◆ **Given instruction 1**
Copy out the replication passage below word for word, in full.

However, it’s important to consider the following for this replication model:

If your OLTP server’s activity is substantial and affects greater than 10% of your total data per day, this scenario is not for you. Other scenarios or configurations will better fit your needs.
If your OLTP server is maximized on CPU, memory, and disk utilization, you should also consider another data replication scenario because this one is not for you either.

The Central Publisher with Remote Distributor Replication Model

The central publisher with remote distributor scenario, as shown in Figure 2, is similar to the central publisher scenario and would be used in the same general situations. The major difference between the two is that in the central publisher with remote distributor scenario, a second server is used to perform the role of distributor. This is highly desirable when you need to free the publishing server from having to perform the distribution task from a CPU, disk, and memory point of view. This is also the best scenario from which to expand the number of publishers and subscribers. Remember that a single distribution server can distribute changes for several publishers. The publisher and distributor must be connected to each other via a reliable, high-speed data link. This remote distributor scenario is proving to be one of the best data replication configurations due to its minimal impact on the publication server and maximum distribution capability to any number of subscribers.

Figure 2. You use the central publisher with remote distributor scenario when you need to offload the distribution work to another server (to minimize the impact to the publishing server).

◆ **Given instruction 2**
In the records, from the line with "Please spot the phone" through the end of the records, swap "microphone" for "mic" and leave everything else unchanged. Return only those lines.

(Stored items)
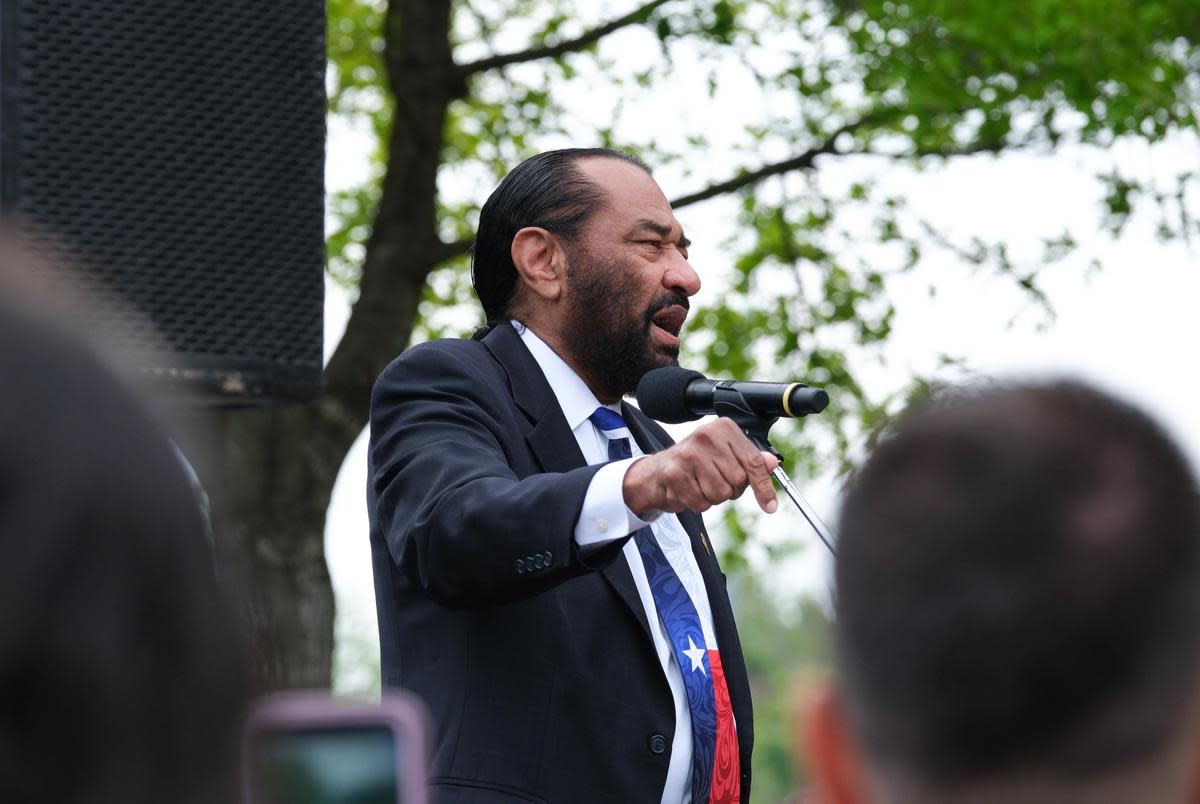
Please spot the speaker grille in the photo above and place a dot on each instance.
(175, 148)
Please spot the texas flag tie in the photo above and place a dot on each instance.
(715, 775)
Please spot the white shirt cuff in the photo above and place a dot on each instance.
(605, 517)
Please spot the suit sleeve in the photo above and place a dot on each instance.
(459, 521)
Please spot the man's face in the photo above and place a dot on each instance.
(628, 282)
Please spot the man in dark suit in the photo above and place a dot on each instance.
(571, 635)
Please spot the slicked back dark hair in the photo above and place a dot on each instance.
(546, 191)
(1018, 587)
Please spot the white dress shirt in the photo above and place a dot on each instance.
(605, 517)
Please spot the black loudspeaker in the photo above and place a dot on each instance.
(174, 149)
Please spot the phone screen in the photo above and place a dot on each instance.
(328, 765)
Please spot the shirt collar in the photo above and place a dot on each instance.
(573, 394)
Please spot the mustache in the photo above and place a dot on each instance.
(669, 298)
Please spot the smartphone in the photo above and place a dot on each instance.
(310, 748)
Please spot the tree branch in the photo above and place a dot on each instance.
(568, 46)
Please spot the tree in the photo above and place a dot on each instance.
(454, 94)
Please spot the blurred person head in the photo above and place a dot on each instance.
(1018, 609)
(120, 673)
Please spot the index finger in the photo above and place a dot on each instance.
(760, 469)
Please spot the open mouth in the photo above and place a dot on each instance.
(670, 319)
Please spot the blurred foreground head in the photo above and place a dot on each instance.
(120, 678)
(1018, 609)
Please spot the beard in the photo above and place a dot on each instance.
(610, 340)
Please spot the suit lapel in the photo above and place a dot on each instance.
(552, 442)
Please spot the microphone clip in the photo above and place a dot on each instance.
(730, 402)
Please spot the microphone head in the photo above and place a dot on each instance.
(660, 395)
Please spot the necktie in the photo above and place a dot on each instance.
(715, 766)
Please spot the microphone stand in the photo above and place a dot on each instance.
(729, 402)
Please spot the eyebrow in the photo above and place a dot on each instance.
(661, 231)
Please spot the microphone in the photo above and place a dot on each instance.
(673, 394)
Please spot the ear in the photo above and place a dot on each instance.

◆ **Response 1**
However, it’s important to consider the following for this replication model:

If your OLTP server’s activity is substantial and affects greater than 10% of your total data per day, this scenario is not for you. Other scenarios or configurations will better fit your needs.
If your OLTP server is maximized on CPU, memory, and disk utilization, you should also consider another data replication scenario because this one is not for you either.

The Central Publisher with Remote Distributor Replication Model

The central publisher with remote distributor scenario, as shown in Figure 2, is similar to the central publisher scenario and would be used in the same general situations. The major difference between the two is that in the central publisher with remote distributor scenario, a second server is used to perform the role of distributor. This is highly desirable when you need to free the publishing server from having to perform the distribution task from a CPU, disk, and memory point of view. This is also the best scenario from which to expand the number of publishers and subscribers. Remember that a single distribution server can distribute changes for several publishers. The publisher and distributor must be connected to each other via a reliable, high-speed data link. This remote distributor scenario is proving to be one of the best data replication configurations due to its minimal impact on the publication server and maximum distribution capability to any number of subscribers.

Figure 2. You use the central publisher with remote distributor scenario when you need to offload the distribution work to another server (to minimize the impact to the publishing server).

◆ **Response 2**
Please spot the phone screen in the photo above and place a dot on each instance.
(328, 765)
Please spot the shirt collar in the photo above and place a dot on each instance.
(573, 394)
Please spot the mustache in the photo above and place a dot on each instance.
(669, 298)
Please spot the smartphone in the photo above and place a dot on each instance.
(310, 748)
Please spot the tree branch in the photo above and place a dot on each instance.
(568, 46)
Please spot the tree in the photo above and place a dot on each instance.
(454, 94)
Please spot the blurred person head in the photo above and place a dot on each instance.
(1018, 609)
(120, 673)
Please spot the index finger in the photo above and place a dot on each instance.
(760, 469)
Please spot the open mouth in the photo above and place a dot on each instance.
(670, 319)
Please spot the blurred foreground head in the photo above and place a dot on each instance.
(120, 678)
(1018, 609)
Please spot the beard in the photo above and place a dot on each instance.
(610, 340)
Please spot the suit lapel in the photo above and place a dot on each instance.
(552, 442)
Please spot the mic clip in the photo above and place a dot on each instance.
(730, 402)
Please spot the mic head in the photo above and place a dot on each instance.
(660, 395)
Please spot the necktie in the photo above and place a dot on each instance.
(715, 766)
Please spot the mic stand in the photo above and place a dot on each instance.
(729, 402)
Please spot the eyebrow in the photo above and place a dot on each instance.
(661, 231)
Please spot the mic in the photo above and place a dot on each instance.
(673, 394)
Please spot the ear in the photo above and place a dot on each instance.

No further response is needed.